Recorded data:
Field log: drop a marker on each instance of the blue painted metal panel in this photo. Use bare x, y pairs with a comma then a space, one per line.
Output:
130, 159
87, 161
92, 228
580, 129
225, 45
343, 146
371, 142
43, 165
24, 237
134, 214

Short task: Output every line of the listing above without changing anything.

Solution to the exercise:
Field log: drop a marker on each instance of the blue painted metal panel in this photo. Use bare x, y pairs with a comma then a space, one per line.
Output:
130, 159
87, 161
92, 228
580, 129
225, 45
343, 146
371, 142
43, 165
24, 237
134, 214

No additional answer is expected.